Repeat exactly the lines of the listing from the line containing "vest in the photo above." through its last line, and nothing beyond them.
[Begin DATA ROWS]
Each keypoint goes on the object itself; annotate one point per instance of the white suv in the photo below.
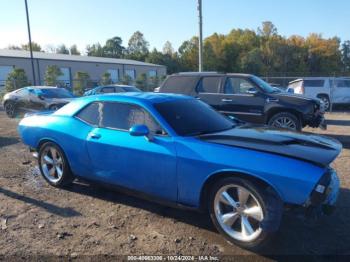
(328, 89)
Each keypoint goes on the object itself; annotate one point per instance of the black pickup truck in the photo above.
(249, 99)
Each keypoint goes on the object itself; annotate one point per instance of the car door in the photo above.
(208, 90)
(132, 162)
(36, 100)
(106, 90)
(341, 91)
(242, 98)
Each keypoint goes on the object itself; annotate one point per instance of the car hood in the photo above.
(316, 149)
(296, 96)
(60, 100)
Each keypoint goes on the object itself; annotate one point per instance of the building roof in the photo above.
(74, 58)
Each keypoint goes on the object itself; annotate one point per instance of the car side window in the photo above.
(236, 85)
(107, 90)
(91, 114)
(118, 89)
(123, 116)
(209, 85)
(22, 92)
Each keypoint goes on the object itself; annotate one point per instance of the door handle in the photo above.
(226, 100)
(94, 136)
(271, 100)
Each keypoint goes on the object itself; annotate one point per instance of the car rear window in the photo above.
(91, 114)
(313, 83)
(179, 84)
(209, 85)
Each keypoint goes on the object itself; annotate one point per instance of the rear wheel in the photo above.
(285, 120)
(243, 214)
(10, 109)
(54, 165)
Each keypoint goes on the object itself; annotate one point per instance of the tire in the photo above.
(260, 214)
(54, 107)
(54, 166)
(285, 120)
(10, 109)
(325, 100)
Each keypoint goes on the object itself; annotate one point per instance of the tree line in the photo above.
(262, 52)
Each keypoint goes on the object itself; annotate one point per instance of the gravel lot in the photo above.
(36, 219)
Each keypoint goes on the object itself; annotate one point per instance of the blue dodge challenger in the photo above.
(178, 150)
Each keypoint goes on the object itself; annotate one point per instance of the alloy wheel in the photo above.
(10, 109)
(238, 213)
(52, 164)
(284, 122)
(325, 102)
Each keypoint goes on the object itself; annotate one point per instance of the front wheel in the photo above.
(54, 165)
(285, 120)
(243, 214)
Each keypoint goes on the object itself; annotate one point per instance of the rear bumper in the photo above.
(316, 120)
(325, 194)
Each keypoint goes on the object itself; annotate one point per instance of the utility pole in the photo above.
(200, 53)
(30, 42)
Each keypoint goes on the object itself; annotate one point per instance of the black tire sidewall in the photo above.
(67, 177)
(265, 236)
(295, 119)
(14, 109)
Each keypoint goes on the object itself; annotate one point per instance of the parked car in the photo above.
(34, 98)
(248, 98)
(328, 89)
(111, 89)
(178, 150)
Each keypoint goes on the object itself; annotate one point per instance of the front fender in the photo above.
(292, 179)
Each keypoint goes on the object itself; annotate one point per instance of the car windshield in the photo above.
(131, 89)
(191, 117)
(265, 86)
(55, 93)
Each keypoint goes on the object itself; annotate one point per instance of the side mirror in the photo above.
(252, 91)
(140, 130)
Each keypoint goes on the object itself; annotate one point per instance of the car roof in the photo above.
(149, 97)
(115, 85)
(137, 98)
(211, 74)
(42, 87)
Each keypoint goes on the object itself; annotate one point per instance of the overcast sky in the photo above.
(84, 22)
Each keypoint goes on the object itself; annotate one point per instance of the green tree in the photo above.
(346, 56)
(51, 75)
(16, 79)
(81, 82)
(74, 50)
(141, 82)
(114, 48)
(137, 47)
(95, 50)
(168, 49)
(153, 82)
(62, 49)
(106, 79)
(35, 46)
(126, 80)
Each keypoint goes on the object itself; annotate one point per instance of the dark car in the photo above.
(111, 89)
(248, 98)
(36, 98)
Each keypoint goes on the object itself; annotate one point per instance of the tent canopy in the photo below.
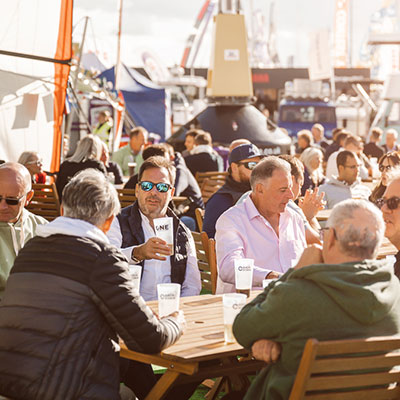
(145, 101)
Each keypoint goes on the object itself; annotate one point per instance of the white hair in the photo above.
(90, 197)
(358, 238)
(89, 148)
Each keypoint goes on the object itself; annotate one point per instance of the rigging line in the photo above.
(80, 110)
(37, 58)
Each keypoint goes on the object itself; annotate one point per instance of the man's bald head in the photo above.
(18, 173)
(15, 184)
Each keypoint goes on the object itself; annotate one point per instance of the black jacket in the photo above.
(130, 223)
(66, 298)
(220, 201)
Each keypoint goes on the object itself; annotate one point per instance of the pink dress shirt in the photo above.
(241, 232)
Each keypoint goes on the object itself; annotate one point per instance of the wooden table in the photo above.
(201, 352)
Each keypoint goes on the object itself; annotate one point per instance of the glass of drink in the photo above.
(168, 298)
(232, 303)
(244, 275)
(136, 273)
(164, 228)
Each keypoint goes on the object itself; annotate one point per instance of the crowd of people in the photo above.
(65, 290)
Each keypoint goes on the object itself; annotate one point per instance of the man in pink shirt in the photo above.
(261, 228)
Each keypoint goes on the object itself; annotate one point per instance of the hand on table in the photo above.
(154, 248)
(311, 255)
(266, 350)
(312, 202)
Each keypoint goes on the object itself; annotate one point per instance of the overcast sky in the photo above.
(162, 27)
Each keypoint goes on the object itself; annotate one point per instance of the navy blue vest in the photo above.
(130, 222)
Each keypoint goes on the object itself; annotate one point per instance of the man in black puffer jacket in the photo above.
(68, 297)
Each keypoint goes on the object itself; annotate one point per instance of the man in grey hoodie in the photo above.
(347, 185)
(337, 292)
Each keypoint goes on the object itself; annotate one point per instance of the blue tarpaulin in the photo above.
(145, 101)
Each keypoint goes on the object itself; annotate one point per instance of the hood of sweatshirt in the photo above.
(71, 227)
(365, 290)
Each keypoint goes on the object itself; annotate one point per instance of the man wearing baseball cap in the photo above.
(242, 160)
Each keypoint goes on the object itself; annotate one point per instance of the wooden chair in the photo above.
(199, 212)
(126, 197)
(209, 187)
(349, 370)
(201, 176)
(45, 201)
(207, 261)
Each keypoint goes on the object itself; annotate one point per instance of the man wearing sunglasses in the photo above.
(133, 232)
(17, 225)
(242, 161)
(390, 207)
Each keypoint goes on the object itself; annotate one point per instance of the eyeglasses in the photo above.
(248, 164)
(146, 186)
(38, 162)
(392, 203)
(385, 168)
(353, 166)
(12, 201)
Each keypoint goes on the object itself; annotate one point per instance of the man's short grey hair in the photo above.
(266, 167)
(90, 197)
(360, 239)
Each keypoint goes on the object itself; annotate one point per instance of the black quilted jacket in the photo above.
(66, 298)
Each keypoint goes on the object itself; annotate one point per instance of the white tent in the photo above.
(35, 51)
[End DATA ROWS]
# SOLUTION FOR THIS EXERCISE
Each keypoint goes on the object itself; annotate one point per instance of the navy blue vest in the photo above.
(130, 222)
Each keypoint goes on the object itself; annotate one point per instance of the man in black puffer jacket in the photo above.
(68, 297)
Each keypoint goes on the object itself; annotate one point per instance of the man in grey hoodie in the photo above.
(347, 185)
(337, 292)
Each keypoint goes on the object itself; annotate one point per instance of the blue tarpaulin in the photo above.
(145, 101)
Each keypoint goes on the object itself; annotate one point per instance of the hood of sweatshirt in the photo above.
(71, 227)
(365, 290)
Each keypoint goes on the object itself; annotate one point per instance of the man wearing baseball cap in the photo above.
(242, 160)
Each keypoint goes on the object itself; annotate one point per instance of the wooden chair in the photo above.
(199, 212)
(126, 197)
(209, 187)
(349, 370)
(201, 176)
(45, 201)
(207, 261)
Each keypoint goes on the object itself; annotate one point per instance of the man wearing sunglasses in the photo above.
(133, 232)
(17, 225)
(242, 161)
(390, 207)
Each keypoint goes on the object itself; annotate one point per instance of the eyeglasses in the photo above.
(248, 164)
(146, 186)
(38, 162)
(392, 203)
(385, 168)
(353, 166)
(12, 201)
Each keypoint goes on the object itself; annotate one point per instance of the man's short grey hair in the photo above.
(266, 167)
(90, 197)
(360, 239)
Each keypoint goes on the object itself; annotate one point per instance of the black quilted jacket in the photo above.
(66, 298)
Each keypoint goes on the object itself; annotate one point per instance of the white tent in the photo above.
(35, 51)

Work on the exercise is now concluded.